___ Data for processing ___

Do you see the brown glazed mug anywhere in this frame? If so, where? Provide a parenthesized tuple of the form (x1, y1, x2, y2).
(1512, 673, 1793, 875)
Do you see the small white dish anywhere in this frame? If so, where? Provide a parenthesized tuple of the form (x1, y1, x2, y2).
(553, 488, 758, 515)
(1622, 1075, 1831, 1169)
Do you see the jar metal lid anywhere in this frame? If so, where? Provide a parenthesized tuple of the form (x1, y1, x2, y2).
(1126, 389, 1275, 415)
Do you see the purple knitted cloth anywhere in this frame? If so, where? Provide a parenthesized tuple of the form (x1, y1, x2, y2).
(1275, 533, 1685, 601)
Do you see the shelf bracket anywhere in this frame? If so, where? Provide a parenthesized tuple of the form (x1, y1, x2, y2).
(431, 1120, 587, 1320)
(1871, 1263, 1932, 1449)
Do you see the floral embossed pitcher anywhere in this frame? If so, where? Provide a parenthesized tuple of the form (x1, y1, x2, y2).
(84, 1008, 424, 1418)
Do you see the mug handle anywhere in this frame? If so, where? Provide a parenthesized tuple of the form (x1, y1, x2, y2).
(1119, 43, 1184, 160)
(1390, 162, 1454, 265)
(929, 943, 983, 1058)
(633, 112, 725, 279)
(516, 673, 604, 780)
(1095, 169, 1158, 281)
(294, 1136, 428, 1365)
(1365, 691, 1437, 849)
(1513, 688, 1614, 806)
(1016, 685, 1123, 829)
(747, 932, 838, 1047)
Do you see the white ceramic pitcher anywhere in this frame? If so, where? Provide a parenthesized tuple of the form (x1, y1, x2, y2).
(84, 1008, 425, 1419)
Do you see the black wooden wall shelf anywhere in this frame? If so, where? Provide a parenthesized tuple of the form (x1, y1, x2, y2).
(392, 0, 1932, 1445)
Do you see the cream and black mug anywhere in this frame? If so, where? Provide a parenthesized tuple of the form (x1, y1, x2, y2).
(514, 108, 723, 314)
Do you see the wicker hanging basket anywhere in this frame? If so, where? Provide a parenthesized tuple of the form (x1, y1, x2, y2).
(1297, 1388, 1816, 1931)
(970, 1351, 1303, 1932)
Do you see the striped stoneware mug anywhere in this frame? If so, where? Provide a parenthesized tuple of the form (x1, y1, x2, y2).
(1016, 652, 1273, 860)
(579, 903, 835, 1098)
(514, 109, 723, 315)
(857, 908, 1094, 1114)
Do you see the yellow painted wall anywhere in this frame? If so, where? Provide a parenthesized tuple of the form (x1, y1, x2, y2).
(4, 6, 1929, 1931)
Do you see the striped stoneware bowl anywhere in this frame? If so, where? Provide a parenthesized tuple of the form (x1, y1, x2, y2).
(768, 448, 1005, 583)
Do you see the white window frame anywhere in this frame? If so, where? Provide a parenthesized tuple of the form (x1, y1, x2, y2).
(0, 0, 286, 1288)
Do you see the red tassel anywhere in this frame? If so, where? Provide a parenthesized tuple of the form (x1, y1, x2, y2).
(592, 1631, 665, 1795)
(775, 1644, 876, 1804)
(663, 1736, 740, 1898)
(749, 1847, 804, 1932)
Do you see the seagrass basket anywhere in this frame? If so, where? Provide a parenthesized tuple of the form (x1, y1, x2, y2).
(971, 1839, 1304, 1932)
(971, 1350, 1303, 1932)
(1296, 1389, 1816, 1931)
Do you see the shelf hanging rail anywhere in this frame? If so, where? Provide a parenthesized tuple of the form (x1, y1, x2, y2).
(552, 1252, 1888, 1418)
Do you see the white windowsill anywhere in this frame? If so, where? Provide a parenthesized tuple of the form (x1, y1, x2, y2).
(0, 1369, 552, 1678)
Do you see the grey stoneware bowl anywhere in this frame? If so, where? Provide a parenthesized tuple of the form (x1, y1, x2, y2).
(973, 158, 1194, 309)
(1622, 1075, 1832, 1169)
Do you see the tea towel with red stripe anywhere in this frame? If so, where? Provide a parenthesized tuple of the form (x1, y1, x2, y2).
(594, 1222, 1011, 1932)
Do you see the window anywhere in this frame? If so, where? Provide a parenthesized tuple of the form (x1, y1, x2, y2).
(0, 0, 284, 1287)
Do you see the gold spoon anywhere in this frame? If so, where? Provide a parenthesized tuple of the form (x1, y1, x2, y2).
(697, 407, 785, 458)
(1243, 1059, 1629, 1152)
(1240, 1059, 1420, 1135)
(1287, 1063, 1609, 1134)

___

**Task objective**
Look above for the line that holds "Do you see the gold", then copy it and each line after it exactly, through the last line of the data.

**Written solution**
Do you see the gold spoon anywhere in this frame? If so, where? Provide a parenthesized tuple of the form (x1, y1, x2, y2).
(697, 407, 785, 458)
(1243, 1059, 1629, 1152)
(1240, 1059, 1420, 1135)
(1287, 1063, 1609, 1134)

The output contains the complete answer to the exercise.